THE REQUEST -
From the Condor Petroleum press release below, reproduce the passage that starts at "Condor Petroleum Inc." and stops after "Statements and MD&A.", without changing a word.

TEXT EXCERPT -
Condor Petroleum Inc. ("Condor" or the "Corporation") (TSX:CPI) is
pleased to announce the release of its unaudited Interim Financial
Statements for the three and nine months ended September 30, 2011,
together with the related Management's Discussion and Analysis
("MD&A"). These documents will be made available under Condor's
profile on SEDAR at www.sedar.com and on the Condor website at
www.condorpetroleum.com. All financial amounts in this press
release are presented in Canadian dollars. The unaudited Interim
Financial Statements have been prepared in accordance with
International Financial Reporting Standards ("IFRS"). Further
details on Condor's conversion to IFRS are provided in the
Financial Statements and MD&A.

Stored items -
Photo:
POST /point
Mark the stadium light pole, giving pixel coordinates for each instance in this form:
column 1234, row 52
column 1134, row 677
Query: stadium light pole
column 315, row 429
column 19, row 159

* * *

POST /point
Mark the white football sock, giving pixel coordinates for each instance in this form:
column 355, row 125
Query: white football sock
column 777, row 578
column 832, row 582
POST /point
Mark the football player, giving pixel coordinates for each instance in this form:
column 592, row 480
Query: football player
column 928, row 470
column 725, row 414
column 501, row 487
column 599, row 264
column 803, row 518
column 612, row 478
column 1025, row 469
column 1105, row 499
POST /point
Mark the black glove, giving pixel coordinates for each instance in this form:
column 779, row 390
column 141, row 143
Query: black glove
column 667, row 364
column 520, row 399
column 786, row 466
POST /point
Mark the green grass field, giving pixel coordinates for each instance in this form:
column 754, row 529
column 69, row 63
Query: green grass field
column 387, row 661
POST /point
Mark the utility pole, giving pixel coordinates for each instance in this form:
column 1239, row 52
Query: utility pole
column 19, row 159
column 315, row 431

RESULT OF THE EXERCISE -
Condor Petroleum Inc. ("Condor" or the "Corporation") (TSX:CPI) is
pleased to announce the release of its unaudited Interim Financial
Statements for the three and nine months ended September 30, 2011,
together with the related Management's Discussion and Analysis
("MD&A"). These documents will be made available under Condor's
profile on SEDAR at www.sedar.com and on the Condor website at
www.condorpetroleum.com. All financial amounts in this press
release are presented in Canadian dollars. The unaudited Interim
Financial Statements have been prepared in accordance with
International Financial Reporting Standards ("IFRS"). Further
details on Condor's conversion to IFRS are provided in the
Financial Statements and MD&A.